## Loading required package: carData
Motor Trend, an automobile industry magazine is looking at a data set of a collection of cars. The company is interested in exploring the relationship between a set of variables and the outcome of miles per gallon (MPG). They are particularly interested in the following two questions:
Regression models and exploratory data analysis will be used to answer these two questions.
Information about the Motor Trend dataset can be found at the following link: mtcars info <-click here
Load the mtcars data and perform some basic exploratory data analyses
library(datasets)
data(mtcars) ##Load mtcars dataset
From the fig. 1 in the appendix we know that the mtcars dataset contains 32 observations and 11 variables: mpg, cyl, disp, hp, drat, wt, qsec, vs, am, gear, carb. The fig. 2 boxplot shows the relationship between MPG and AM, from the boxplot we can see that the cars with manual transmission yield a better miles per gallon than the car with automatic transmission.
However we need to test whether it is true that the cars with different transmissions yield better MPG outcome by conducting a hyphothesis testing (T Test). The NULL HYPOTHESIS is the different transmissions does not impact the outcome of MPG and the ALTERNATIVE HYPOTHESIS is the different tranmissions will impact the outcome of MPG. To reject the null hypothesis, a scientific standard of more than 95% confidence interval is used because anything less is no significance difference for scientific studies. Hence the P value (critical value) must be less than 5% ( .05) for a significance difference. If the P value is less than .05, it is likely that the transmission has impact on MPG. If the P value is more than .05, it is unlikely that the transmission has impact on MPG.
##T test to show whether transmission has impact on MPG - Appendix fig 2
hTest <- t.test(mpg~am, data=mtcars, paired=F, var.equal=T, conf.level=0.95)
# # # #
YOUR TASKS.
**a.** According to the mtcars analysis, how many observations and variables does the dataset contain?
**b.** Pick up the mtcars analysis after its final line of code and write what comes next.
The listing that comes next has no connection to the mtcars analysis.

(Records)
# # # #
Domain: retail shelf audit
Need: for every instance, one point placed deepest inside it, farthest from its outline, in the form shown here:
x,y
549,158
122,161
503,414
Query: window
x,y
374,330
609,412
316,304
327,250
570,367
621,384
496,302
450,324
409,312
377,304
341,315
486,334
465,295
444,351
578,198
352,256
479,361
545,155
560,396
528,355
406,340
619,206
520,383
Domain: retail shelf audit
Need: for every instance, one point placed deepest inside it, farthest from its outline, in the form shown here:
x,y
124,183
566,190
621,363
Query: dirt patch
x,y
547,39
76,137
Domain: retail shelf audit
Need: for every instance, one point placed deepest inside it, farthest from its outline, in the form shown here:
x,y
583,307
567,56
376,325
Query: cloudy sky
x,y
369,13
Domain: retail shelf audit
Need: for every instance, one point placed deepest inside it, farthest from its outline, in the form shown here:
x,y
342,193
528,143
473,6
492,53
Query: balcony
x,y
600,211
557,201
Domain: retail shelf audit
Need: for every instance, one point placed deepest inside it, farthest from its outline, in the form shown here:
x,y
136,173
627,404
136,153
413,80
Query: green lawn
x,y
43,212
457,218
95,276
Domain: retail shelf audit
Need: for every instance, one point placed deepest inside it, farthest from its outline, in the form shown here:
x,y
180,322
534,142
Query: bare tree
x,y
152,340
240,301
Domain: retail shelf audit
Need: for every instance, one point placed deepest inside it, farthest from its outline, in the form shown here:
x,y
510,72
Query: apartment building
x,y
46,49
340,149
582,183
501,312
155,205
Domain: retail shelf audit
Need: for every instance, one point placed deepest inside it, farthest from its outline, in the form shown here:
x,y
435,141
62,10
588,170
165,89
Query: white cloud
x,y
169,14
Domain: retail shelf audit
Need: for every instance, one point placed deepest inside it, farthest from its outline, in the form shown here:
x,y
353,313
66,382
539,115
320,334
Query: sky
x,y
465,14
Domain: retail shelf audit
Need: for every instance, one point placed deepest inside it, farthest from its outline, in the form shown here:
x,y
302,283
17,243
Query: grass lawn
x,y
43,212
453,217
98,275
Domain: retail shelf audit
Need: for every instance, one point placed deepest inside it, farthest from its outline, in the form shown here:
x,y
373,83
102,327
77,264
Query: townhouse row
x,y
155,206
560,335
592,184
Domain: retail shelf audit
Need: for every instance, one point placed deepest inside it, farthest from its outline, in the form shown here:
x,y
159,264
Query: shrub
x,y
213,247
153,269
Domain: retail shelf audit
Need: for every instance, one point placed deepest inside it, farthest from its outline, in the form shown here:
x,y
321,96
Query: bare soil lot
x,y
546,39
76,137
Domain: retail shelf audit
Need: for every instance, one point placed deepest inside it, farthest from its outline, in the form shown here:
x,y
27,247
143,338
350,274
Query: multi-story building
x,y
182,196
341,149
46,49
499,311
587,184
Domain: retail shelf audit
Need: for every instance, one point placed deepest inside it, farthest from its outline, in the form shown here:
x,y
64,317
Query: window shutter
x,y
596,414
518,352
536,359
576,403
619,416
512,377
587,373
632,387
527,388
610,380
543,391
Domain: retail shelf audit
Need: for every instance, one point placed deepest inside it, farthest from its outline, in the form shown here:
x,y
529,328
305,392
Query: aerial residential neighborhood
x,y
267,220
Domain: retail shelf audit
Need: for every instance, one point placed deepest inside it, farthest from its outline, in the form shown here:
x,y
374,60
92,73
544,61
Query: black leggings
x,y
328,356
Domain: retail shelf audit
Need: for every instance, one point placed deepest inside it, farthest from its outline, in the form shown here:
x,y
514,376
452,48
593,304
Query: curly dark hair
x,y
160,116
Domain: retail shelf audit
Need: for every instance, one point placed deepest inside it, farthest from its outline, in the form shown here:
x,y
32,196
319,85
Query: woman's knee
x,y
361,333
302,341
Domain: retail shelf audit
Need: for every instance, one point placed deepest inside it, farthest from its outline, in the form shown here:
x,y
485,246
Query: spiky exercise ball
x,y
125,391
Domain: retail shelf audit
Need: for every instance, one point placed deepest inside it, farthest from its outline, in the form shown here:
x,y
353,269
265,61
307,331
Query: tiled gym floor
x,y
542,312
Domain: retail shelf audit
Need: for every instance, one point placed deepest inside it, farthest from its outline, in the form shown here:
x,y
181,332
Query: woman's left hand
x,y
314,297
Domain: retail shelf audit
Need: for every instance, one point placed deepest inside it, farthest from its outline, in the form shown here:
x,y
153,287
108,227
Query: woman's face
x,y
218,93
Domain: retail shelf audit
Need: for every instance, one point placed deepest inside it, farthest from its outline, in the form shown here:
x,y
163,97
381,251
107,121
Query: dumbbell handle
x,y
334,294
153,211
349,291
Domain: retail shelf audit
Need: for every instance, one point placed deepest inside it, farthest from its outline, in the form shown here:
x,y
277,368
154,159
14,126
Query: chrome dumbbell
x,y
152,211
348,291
# # # #
EXERCISE RESPONSES.
**a.** 32 observations and 11 variables.

**b.**
hTest$p.value ##Getting the p value of T test
## [1] 0.0002850207
The P value results of the hypothesis T test conducted shows the p value is 2.850207410^{-4} which is less than .05. Therefore we reject the null hypothesis and we can conclude that tranmission type has an impact on the outcome of MPG. The T Test result in Fig. 2 appendix of the mtcars dataset also shows that the mean for automatic tranmission is 17.15 MPG and the mean for manual transmission is 24.39 MPG.
We need to examine further whether the AM variable is the biggest factor in determining the impact of MPG (outcome) or perhaps there are other variables in the mtcars data that we should explore further. In the fig. 3 you can look at the correlation relationship between all the variables.
The first regression is the relationship between AM and MPG and in this instance we are using SIMPLE LINEAR REGRESSION (single variable).
##Fit simple linear regression model - Appendix fig 4
linReg <- lm(mpg ~ am, data = mtcars)
Please refer to the fig. 4 in the appendix for the simple linear regression output that shows the Multiple R Square and the Adjusted R Square of 0.36 and 0.34 respectively which is pretty low. AM varible might not be the the best single variable to determine the outcome of MPG.
The second regression will be the MULTIVARIABLE REGRESSION where we will include all the 11 variables in the mtcars.
##Fit multivariable regression model - Appendix fig 5
mulReg <- lm(mpg~., data = mtcars)
Please refer to the fig. 5 in the appendix for the multiple regression output that shows the R Square and the Adjust R Square of 0.87 and 0.81 respectively which is higher than the first simple linear regression. However the Variance Inflation Factor (VIF) is very high (more than 5) for a number of variables and the p Value is more than .05 for a number of variables.
The third regression will be the STEPWISE REGRESSION in which the choice of predictive variables is carried out by an automatic procedure. Please look at the appendix for the stepwise regression method explanation.
##Fit Stepwise regression using bidirectional method - Appendix fig 6
stepReg <- step(lm(mpg~., data=mtcars), direction = "both")
Please refer to Fig. 6 in the appendix for the stepwise regression output that shows the three variables matters to MPG outcome namely WT, QSEC and AM. The Multiple R Square and the Adjusted R Square of 0.85 and 0.835 respectively which is better than the simple linear and multivariable regression. The Variance Inflation Factor (VIF) is very good as it is low (less than 5) and the p Value is significance which is less than .05.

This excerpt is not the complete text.